*YOUR GOAL*
Transcribe nothing but the lines from the one with "For full credit, report the bounding box of the gable" to the end of the entries, both included, keeping each exact and leaving every picture out.

══ PROVIDED RECORDS

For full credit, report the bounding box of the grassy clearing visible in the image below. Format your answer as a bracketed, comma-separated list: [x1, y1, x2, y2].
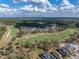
[9, 26, 17, 37]
[18, 29, 75, 45]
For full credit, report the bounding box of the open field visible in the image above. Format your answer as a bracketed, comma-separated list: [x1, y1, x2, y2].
[0, 18, 79, 59]
[18, 29, 75, 45]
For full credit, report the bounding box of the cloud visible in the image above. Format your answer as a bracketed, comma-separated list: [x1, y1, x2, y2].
[60, 0, 75, 10]
[0, 4, 18, 14]
[0, 4, 9, 8]
[17, 0, 57, 12]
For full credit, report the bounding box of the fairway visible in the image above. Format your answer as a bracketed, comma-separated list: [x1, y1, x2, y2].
[18, 29, 75, 45]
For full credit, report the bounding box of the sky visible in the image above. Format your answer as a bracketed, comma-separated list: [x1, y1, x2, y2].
[0, 0, 79, 17]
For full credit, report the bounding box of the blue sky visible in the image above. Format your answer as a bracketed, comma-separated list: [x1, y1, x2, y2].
[0, 0, 79, 17]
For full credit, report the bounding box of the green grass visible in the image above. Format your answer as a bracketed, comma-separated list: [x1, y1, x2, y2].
[18, 29, 75, 45]
[9, 26, 17, 37]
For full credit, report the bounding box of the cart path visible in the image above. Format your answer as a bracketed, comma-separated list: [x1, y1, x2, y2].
[0, 26, 12, 48]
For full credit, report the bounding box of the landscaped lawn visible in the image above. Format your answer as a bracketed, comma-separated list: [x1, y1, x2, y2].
[18, 29, 75, 45]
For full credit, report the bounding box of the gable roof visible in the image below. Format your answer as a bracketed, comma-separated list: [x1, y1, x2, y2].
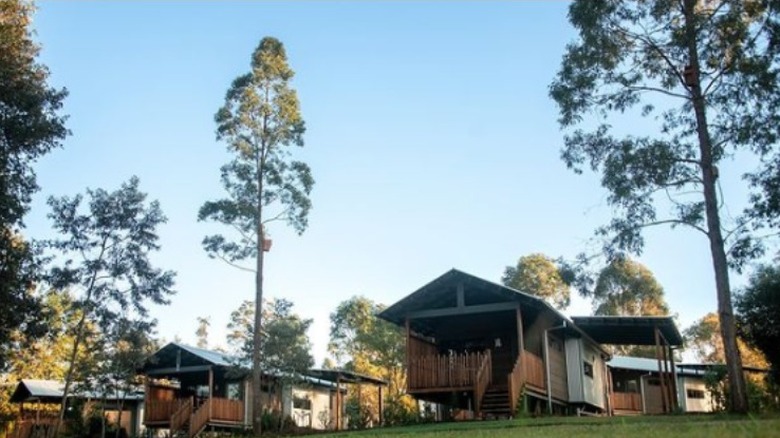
[377, 268, 548, 326]
[377, 268, 609, 355]
[138, 342, 241, 373]
[10, 379, 143, 403]
[572, 316, 683, 346]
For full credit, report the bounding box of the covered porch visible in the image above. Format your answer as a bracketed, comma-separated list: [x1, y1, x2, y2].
[379, 270, 565, 416]
[139, 343, 246, 437]
[572, 316, 683, 415]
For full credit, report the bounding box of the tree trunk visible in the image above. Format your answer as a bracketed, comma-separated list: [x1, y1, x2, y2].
[252, 223, 265, 436]
[684, 0, 748, 413]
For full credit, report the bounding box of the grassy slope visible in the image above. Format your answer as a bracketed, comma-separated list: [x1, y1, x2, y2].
[320, 415, 780, 438]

════

*TASK RESPONSE*
For full credit, report the bounding box of the gable roof visible in the image below. Format your answer as a bracketed, comma-separated list: [x1, y1, x2, y2].
[377, 268, 548, 326]
[377, 268, 609, 355]
[138, 342, 241, 373]
[10, 379, 143, 403]
[572, 316, 683, 346]
For full credit, report the bounding box of the covered porch visible in the image above. Format your answer as a bracketed, comma-separated list: [x1, y1, x2, y2].
[379, 270, 565, 416]
[139, 343, 246, 437]
[572, 316, 683, 415]
For full credit, report the bounding box of the tree trunk visible in the image above. Format your answer as a bracketed, comma-separated list: [x1, y1, x2, y2].
[252, 223, 265, 436]
[684, 0, 748, 413]
For full credit, report the bounding box of the grassy slope visible in the image above. Format your answer as a bracketed, comma-separated list: [x1, y1, x2, y2].
[320, 415, 780, 438]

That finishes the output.